Problem description
Nothing but the lines from the one containing "Exercise. Point out the dry" through the last line of the records below should be written out, each exactly as it stands.

[Point-per-instance localization data]
= = = = =
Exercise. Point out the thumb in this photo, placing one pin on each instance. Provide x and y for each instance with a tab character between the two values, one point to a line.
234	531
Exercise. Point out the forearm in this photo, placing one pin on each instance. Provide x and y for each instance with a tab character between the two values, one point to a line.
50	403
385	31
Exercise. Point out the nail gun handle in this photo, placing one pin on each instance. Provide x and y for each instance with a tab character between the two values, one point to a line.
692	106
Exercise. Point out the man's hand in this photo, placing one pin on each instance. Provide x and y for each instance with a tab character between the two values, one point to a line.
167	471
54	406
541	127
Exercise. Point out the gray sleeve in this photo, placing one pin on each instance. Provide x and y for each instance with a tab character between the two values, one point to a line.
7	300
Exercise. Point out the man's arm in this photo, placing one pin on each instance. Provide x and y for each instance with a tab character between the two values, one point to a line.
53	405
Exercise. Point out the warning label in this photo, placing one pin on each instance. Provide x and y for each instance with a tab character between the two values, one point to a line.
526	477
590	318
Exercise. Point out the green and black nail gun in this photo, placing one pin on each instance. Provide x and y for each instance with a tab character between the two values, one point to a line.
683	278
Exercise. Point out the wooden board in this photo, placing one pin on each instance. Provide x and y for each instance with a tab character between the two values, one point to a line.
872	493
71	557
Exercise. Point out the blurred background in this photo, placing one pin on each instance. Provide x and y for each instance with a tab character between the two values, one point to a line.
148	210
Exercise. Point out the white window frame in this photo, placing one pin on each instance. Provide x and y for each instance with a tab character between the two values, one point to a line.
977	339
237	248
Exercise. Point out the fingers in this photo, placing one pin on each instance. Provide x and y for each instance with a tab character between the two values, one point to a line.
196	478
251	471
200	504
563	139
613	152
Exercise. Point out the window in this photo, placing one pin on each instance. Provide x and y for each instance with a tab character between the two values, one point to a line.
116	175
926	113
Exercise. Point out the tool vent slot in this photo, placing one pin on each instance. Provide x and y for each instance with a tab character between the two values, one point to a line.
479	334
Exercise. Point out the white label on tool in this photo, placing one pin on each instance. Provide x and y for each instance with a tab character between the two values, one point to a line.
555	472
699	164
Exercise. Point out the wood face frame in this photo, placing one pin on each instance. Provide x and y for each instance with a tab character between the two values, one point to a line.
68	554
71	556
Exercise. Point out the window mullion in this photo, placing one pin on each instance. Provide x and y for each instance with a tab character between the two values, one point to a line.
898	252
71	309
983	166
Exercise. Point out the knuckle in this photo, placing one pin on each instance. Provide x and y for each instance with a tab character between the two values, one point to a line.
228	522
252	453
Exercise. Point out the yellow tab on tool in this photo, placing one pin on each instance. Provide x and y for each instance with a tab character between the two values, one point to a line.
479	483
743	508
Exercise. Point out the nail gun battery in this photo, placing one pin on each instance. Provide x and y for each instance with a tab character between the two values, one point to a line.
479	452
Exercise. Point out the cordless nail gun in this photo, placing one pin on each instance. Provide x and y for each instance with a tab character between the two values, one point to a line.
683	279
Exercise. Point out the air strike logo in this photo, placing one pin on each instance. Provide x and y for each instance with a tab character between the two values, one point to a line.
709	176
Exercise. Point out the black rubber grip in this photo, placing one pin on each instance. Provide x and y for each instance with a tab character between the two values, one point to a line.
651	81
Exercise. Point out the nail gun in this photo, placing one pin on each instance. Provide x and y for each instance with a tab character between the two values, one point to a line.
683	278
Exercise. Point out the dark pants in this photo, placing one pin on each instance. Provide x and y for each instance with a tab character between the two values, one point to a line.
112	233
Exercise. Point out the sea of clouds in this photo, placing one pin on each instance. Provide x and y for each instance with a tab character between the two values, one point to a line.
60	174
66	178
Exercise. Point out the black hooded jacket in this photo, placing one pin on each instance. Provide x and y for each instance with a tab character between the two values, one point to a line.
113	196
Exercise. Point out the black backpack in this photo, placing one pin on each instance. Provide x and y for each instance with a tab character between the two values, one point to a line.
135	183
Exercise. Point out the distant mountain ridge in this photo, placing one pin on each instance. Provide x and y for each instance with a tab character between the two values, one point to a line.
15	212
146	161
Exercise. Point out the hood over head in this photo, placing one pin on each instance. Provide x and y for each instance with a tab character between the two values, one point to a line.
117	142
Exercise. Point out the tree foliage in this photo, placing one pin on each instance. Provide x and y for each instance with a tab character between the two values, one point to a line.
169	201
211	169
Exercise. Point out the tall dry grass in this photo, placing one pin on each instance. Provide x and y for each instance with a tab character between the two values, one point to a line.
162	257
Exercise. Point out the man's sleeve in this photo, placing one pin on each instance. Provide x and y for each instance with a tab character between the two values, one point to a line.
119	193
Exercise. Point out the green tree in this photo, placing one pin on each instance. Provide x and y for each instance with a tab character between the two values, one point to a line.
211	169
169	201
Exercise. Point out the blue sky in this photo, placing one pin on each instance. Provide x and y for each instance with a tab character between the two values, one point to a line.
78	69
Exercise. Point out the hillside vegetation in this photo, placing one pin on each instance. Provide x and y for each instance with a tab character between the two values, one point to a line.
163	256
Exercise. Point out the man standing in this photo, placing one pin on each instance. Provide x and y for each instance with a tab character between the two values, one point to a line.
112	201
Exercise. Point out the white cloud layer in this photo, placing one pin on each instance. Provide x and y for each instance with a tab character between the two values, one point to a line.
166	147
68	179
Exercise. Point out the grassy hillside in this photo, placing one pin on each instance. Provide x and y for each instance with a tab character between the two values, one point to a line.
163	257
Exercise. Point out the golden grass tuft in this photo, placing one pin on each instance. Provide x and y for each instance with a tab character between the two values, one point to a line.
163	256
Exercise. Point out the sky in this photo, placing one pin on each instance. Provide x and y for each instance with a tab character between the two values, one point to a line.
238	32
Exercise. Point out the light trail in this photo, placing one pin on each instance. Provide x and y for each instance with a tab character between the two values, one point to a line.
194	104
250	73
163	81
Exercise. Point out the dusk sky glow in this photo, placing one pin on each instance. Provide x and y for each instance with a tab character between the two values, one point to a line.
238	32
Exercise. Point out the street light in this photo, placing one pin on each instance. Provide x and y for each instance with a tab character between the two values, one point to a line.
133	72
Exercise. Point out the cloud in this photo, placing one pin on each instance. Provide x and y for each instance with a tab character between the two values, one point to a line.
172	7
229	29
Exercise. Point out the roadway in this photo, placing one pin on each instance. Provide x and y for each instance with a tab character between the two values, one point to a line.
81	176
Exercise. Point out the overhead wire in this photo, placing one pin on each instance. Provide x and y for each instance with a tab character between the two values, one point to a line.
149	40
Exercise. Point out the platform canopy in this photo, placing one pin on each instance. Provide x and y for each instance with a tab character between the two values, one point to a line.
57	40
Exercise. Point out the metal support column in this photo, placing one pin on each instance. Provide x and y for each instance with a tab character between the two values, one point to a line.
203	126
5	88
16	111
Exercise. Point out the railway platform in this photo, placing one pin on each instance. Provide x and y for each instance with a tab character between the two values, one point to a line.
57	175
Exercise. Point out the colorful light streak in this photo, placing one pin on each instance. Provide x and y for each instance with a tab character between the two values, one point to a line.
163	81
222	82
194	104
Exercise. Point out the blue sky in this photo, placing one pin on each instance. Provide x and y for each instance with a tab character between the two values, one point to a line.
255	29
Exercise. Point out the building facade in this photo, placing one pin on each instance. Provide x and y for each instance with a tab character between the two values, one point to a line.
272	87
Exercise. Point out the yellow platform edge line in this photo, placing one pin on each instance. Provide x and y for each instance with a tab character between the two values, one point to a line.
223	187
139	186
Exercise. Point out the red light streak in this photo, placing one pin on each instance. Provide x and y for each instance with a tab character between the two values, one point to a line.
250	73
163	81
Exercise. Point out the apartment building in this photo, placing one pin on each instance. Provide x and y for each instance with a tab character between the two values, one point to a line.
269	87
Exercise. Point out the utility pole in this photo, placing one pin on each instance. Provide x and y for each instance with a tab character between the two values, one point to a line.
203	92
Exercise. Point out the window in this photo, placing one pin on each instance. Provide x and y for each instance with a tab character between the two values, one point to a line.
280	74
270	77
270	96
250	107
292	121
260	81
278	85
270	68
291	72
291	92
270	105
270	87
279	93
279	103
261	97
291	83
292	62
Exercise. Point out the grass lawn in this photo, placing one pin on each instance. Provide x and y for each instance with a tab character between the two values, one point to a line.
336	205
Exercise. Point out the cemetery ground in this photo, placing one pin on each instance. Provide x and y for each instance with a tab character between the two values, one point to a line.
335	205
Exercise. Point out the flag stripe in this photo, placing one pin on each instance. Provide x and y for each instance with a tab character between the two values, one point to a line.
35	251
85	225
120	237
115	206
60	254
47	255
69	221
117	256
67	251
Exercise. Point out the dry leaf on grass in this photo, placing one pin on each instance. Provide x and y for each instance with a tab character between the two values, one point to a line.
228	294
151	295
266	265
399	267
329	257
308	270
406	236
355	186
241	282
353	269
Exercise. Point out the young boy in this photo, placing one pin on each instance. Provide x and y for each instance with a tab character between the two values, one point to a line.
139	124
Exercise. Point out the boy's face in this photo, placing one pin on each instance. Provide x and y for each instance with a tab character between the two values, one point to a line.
= = = = =
Task response
Exercise. Point out the dry leaf on grass in this photo, placing one pin on each instance. Provide x and y for each instance with a tab character between the two values, one point to a line.
228	294
151	295
266	265
399	267
329	257
308	270
406	236
355	186
241	282
353	269
Exercise. Point out the young boy in this photo, placing one pin on each instance. Provide x and y for each instance with a tab character between the two values, one point to a line.
139	124
Exercise. Point out the boy's face in this photo, placing one pin on each instance. Provide x and y for each instance with a tab character between the two values, one point to a line.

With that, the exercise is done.